## Daftar Tugas
- A) Jawablah pertanyaan berikut berdasarkan teks tentang keyakinan.
(i) Apa arti harfiah konsep keimanan?
(ii) Label apa yang selalu diberikan pada pertanyaan terkait keberadaan Tuhan?
(iii) Sudah berapa lama pasangan dalam contoh tentang mencintai itu bersama?
- B) Bisakah Anda memperpanjang teks tentang keyakinan, dimulai sesudah kalimat terakhirnya?

## Kutipan Bacaan
-------------------------
Solipism

Maksudku, percaya atau tidak percaya hanyalah sekian dari sekian yang lebih banyak pilihan hidup yang mesti dipilih. Misalnya, soal Tuhan. Berabad lamanya, dengung terkait kehadiran Tuhan selalu menjadi topik yang akan hadir dalam beberapa kesempatan di hidup kita. Pertanyaan demi pertanyaan tentu akan selalu menemani proses pendewasaan ketuhanan yang dianut oleh masing kita.

Mungkin pada praktiknya, bertanya terkait keberadaan Tuhan, wujud, atau apapun itu selalu saja diberi label negatif. Bukan tanpa sebab, pertanyaan memang cenderung menelanjangi sikap skeptis yang sangat bertentangan dengan konsep keimanan yang kalau diterjemahkan secara harfiah merupakan rasa percaya. Faith. Ya begitulah.

Seperti mencintai misalnya. Ketika pasangan kita sudah setengah abad bersama kita dan suatu saat ia bertanya, “Apakah kamu mencintai saya?”. Tentunya pertanyaan ini akan kembali melahirkan pertanyaan secara otomatis, seperti mungkin, “Mengapa kamu bertanya lagi? Apakah usahaku tidak cukup bagimu untuk percaya bahwa aku mencintai kamu? Aku kurang apa?”.
-------------------------
[Catatan dari sebuah koleksi]
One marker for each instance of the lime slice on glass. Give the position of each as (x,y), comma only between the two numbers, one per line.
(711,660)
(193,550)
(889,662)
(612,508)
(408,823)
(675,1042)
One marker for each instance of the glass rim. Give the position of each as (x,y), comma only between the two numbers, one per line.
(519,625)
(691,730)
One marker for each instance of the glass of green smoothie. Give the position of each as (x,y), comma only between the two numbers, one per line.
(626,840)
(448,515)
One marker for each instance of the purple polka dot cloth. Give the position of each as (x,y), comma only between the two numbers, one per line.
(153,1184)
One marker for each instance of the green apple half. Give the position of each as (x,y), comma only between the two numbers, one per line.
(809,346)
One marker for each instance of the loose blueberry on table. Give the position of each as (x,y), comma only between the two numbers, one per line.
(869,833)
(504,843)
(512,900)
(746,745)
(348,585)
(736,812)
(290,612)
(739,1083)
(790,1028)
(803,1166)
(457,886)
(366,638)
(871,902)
-------------------------
## Jawaban Latihan
- A)
(i) Rasa percaya (faith).
(ii) Label negatif.
(iii) Setengah abad.

- B)
Menulis ini, dalam keadaan sendirian di kamar hotel yang dingin membuatku sedikit sedih. Bukan karena aku sendirian, tapi karena aku seringkali bertanya demikian. Apakah pasanganku menyayangi aku? Kenapa? Apakah mama mencintai aku? Apakah papa juga? Sebutlah seluruh orang yang aku anggap penting, pasti ada waktu di mana pertanyaan itu harus tersembur keluar dari dalam diri.

Ini menarik buatku. Kehidupan antar manusia adalah laboratorium kecil yang sangat kaya. Tuhan mungkin sedang terkikik-kikik karena aku menyamakan dirinya dengan mahluk yang tidak ada apa-apanya dibanding dia. Maaf Tuhan, Engkau yang pernah menghembuskan kehidupan kepada kami harus puas dengan cara berpikir kami yang begini ini. Kami tidak mampu berpikir di luar kotak kami. Mungkin, akan ada orang yang bisa berpikir begitu lubernya dari kotak kemanusiaan kami, tapi bisa saja ia hanya ingin terlihat keren. Atau, bisa juga ia bergurau, jikapun iya, pastinya ia tidak betul-betul merasakannya, menikmatinya, atau percaya akan pikiran ia sendiri. 

Kami mengkoleksi bagian-bagian dari ingatan kami. Kadang kala ia jernih, kadangkala ia penuh daki dan bau. Apapun itu, cara pandang kami adalah hasil dari pergulatan sensasi dan persepsi kami terkait pengalaman-pengalaman kami yang berulang. Kami kira, sesuatu yang terjadi setelah peristiwa spesifik akan selalu sama, menjadi hubungan relasional, menjadi siklus. Seolah kami tuhannya. Seolah yang setelah A selalu B. Kami menciptakan realita itu dalam diri masing kami; menjadikannya semesta pribadi yang penuh oleh dengung-dengung kausal yang kami tuhankan. Kami menjadi tuhan-tuhan kecil yang sok tau dan kedodoran pikiran.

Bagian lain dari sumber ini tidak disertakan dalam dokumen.